**Required task A:** In the text on Shopify Markets pricing, retype the passage from "Markets Pro pricing" up to and including "costs add up.".

□ □ □ □

Shopify Markets Pricing: What It Actually Costs

Standard Shopify Markets is included free with every Shopify plan. You do not pay extra for multi-currency support, market-specific pricing, or domain configuration. The only costs are Shopify's standard payment processing fees and any currency conversion fees from Shopify Payments (typically 1.5% for currency conversion).

Markets Pro pricing is different. Global-e charges a per-transaction fee of 6.5% on orders processed through their system, plus currency conversion fees. There is no monthly subscription for Markets Pro itself, but the per-order costs add up.

Here is how to think about it: if you are doing under $10,000/month in international sales, standard Markets is probably sufficient. Once you cross that threshold and start dealing with compliance headaches, delivery refusals from surprise duties, and lost sales from missing payment methods, Markets Pro starts paying for itself.

Best Practices for International Selling

Setting up Markets is just the beginning. Here is how to actually succeed at selling globally:

  • Start with two or three markets. Do not try to sell everywhere at once. Pick your highest-potential markets based on existing traffic data, competitor analysis, and shipping feasibility. Expand once you have a proven playbook.
  • Invest in real translations. Auto-translate gets you 80% of the way there. But product pages, checkout copy, and customer service communications should be reviewed by native speakers. Bad translations erode trust instantly.
  • Localize more than language. Adapt your imagery, sizing charts, social proof, and even product selection per market. Show customer reviews from local buyers. Use local measurement units. Display local certifications and trust badges.
  • Set up international shipping correctly. Get quotes from multiple carriers. Consider using fulfillment centers in key markets to reduce shipping times and costs. A customer in Germany does not want to wait three weeks for a package from the US.
  • Monitor conversion rates by market. Your international conversion rate will always be lower than domestic. But watch for markets that dramatically underperform. That is a signal that something is broken, whether it is pricing, payment methods, or shipping costs.
  • Collect duties upfront whenever possible. DDP (Delivered Duty Paid) shipping creates a far better customer experience than DDU (Delivered Duty Unpaid). The customer pays once and receives their package without surprises.

□ □ □ □

**Required task B:** Rewrite the point placement listing with "photograph" changed to "image" throughout, keeping everything else the same. Omit the pictures from your answer.

[Point placement listing]
□ □ □ □

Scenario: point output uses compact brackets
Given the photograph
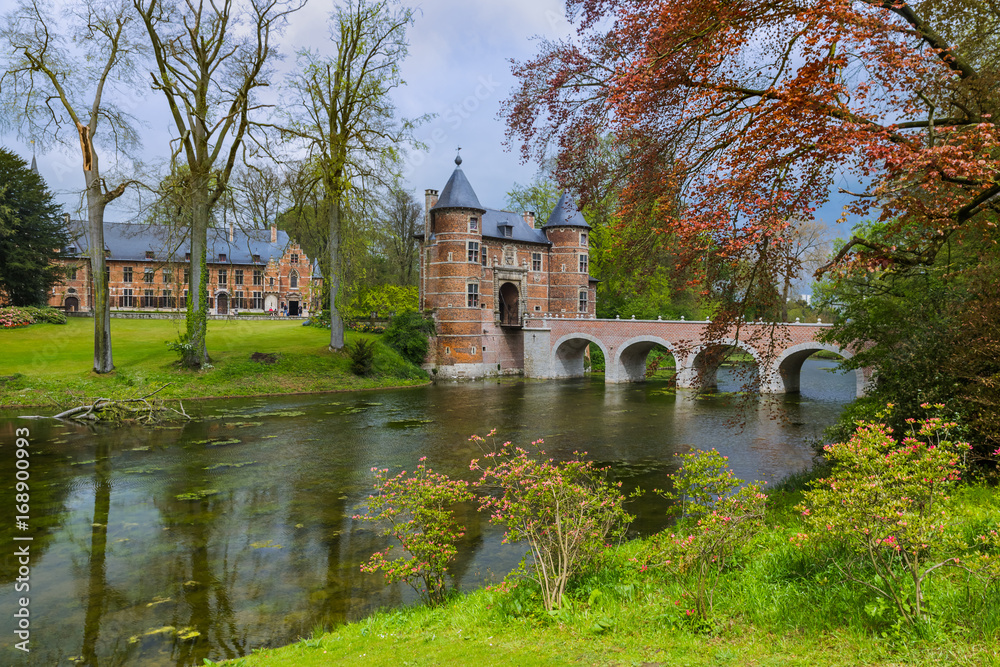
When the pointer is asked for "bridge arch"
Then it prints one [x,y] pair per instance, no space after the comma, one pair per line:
[699,369]
[629,363]
[783,376]
[569,351]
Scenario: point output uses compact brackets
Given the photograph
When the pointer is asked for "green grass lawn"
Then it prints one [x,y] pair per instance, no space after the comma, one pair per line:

□ □ □ □

**Response A:**
Markets Pro pricing is different. Global-e charges a per-transaction fee of 6.5% on orders processed through their system, plus currency conversion fees. There is no monthly subscription for Markets Pro itself, but the per-order costs add up.

**Response B:**
Scenario: point output uses compact brackets
Given the image
When the pointer is asked for "bridge arch"
Then it prints one [x,y] pair per instance, no space after the comma, one pair per line:
[699,369]
[629,363]
[783,376]
[569,351]
Scenario: point output uses compact brackets
Given the image
When the pointer is asked for "green grass lawn"
Then it prints one [x,y] pair per instance, no space after the comma, one pair per line:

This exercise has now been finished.